Exercise details: All of the data that follows should be retyped exactly as it appears.

Point localization data:
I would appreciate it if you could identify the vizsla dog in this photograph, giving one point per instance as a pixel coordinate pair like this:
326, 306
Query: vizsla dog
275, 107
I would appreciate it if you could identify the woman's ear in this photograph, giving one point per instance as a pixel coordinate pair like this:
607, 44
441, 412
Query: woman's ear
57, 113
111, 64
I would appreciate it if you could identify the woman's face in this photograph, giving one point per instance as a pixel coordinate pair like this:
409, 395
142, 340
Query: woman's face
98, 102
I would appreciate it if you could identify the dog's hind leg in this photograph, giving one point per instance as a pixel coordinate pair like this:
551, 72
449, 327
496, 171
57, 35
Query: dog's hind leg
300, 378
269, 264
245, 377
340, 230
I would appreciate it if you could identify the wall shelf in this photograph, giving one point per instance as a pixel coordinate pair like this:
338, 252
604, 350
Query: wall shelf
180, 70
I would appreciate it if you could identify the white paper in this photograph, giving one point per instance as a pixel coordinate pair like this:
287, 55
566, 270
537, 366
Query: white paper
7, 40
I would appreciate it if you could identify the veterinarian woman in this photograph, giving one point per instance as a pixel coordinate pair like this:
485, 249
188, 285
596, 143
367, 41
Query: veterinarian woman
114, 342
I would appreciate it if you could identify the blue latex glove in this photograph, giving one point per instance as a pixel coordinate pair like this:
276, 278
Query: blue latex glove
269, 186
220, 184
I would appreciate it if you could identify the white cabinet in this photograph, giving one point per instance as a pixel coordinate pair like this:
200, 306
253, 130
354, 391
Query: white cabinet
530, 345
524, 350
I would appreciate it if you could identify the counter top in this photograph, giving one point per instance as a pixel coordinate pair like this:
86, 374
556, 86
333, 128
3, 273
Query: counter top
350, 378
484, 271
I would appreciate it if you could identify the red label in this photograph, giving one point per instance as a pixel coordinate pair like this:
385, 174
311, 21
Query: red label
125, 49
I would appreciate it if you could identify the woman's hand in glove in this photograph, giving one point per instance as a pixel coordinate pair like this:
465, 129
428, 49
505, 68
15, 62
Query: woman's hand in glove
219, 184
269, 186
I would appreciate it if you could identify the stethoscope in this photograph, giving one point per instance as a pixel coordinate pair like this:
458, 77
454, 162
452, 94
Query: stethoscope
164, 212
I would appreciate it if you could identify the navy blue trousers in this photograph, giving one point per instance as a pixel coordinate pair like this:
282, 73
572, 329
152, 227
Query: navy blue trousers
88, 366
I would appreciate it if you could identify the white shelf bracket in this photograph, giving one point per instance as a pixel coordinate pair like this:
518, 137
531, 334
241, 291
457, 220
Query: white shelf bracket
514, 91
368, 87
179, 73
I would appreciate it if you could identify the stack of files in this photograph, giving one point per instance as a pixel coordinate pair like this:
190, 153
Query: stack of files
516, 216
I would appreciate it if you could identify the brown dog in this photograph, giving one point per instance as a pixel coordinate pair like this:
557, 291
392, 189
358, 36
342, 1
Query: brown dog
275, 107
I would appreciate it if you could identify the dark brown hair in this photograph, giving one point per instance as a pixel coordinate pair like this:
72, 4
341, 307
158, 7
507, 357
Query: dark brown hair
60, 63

Response area:
I would appreciate it if you could identify the vizsla dog in this photograph, giving one point per instance as a pixel coordinate pair like this:
326, 306
Query: vizsla dog
275, 107
I would appreciate it if you could identify the woman's ear in this photograph, giving one point per instance as a pixel coordinate pair like this:
607, 44
441, 412
Query: woman's ear
57, 113
111, 64
I would appreciate it if you could identify the woman's face in this photograph, giving one point per instance as a pixel coordinate pair like this:
409, 395
142, 340
Query: woman's face
98, 102
I would appreciate it if you could identify the dog's hind leg in this photograph, giving one point per instance as a pixel coordinate pair like this:
551, 72
449, 327
496, 171
57, 35
Query: dog's hind leg
300, 378
269, 264
245, 377
340, 230
I would appreciate it if you could identify the wall shelf in this photograph, giving one point per instance as a pixel coordinate pair like this:
338, 252
604, 350
Query: wall shelf
180, 70
I would appreciate it if you could identify the white paper in this photograph, giving one point per instance as a pixel coordinate pair like this:
287, 55
566, 270
537, 366
Query: white paper
7, 40
I would appreciate it if you could identify the veterinarian woman in this photograph, giving one point per instance as a pixel coordinate pair like this:
485, 249
188, 285
596, 143
367, 41
Query: veterinarian woman
114, 342
I would appreciate it if you could identify the blue latex glove in this photograph, giving one point per instance as a pixel coordinate pair like this:
276, 278
Query: blue latex glove
269, 186
220, 184
I would appreciate it if you could identify the white cabinet in this photograph, giving one point per instance as a pixel coordinate pair like this:
200, 306
253, 130
354, 391
Query: white cabinet
530, 345
524, 350
I would appreciate it if you could identify the counter top in this photograph, giving one point per instance as a pixel coordinate pair like this:
86, 374
556, 86
333, 128
3, 273
Query: counter top
350, 378
484, 271
I would appreciate it if you could identify the red label in this photograph, giving one point per instance as a pixel coordinate pair like this:
385, 174
311, 21
Query: red label
125, 49
I would appreciate it if you could identify the woman's hand in glove in this photograph, giving one point per instance as a pixel coordinate pair like this:
465, 129
428, 49
505, 68
15, 62
Query: woman's hand in glove
219, 184
269, 186
I would appreciate it if you could identify the stethoscope in this photograph, giving one point per instance as a pixel coordinate pair like this:
458, 77
454, 162
452, 94
Query: stethoscope
164, 212
I would appreciate it if you could identify the navy blue trousers in this photograph, giving one point per instance as a pixel coordinate pair like this:
282, 73
572, 329
152, 227
Query: navy blue trousers
88, 366
I would appreciate it if you could identify the white shelf bracket in this photograph, giving one point per instance as a pixel coordinate pair like this:
518, 137
531, 334
241, 291
457, 220
Query: white shelf bracket
514, 91
368, 87
179, 73
I would appreciate it if you could identify the stack of files in this photograph, giving one point per instance as a pixel coordinate pair like this:
190, 153
Query: stack of files
516, 216
I would appreciate it if you could identify the brown dog in this photograph, giving one point per instance as a pixel coordinate pair like this:
557, 291
392, 189
358, 36
342, 1
Query: brown dog
275, 107
I would appreciate it if you could identify the dark brown hair in this photograph, giving one point per instance as a pixel coordinate pair like this:
72, 4
341, 307
158, 7
507, 357
Query: dark brown hair
60, 63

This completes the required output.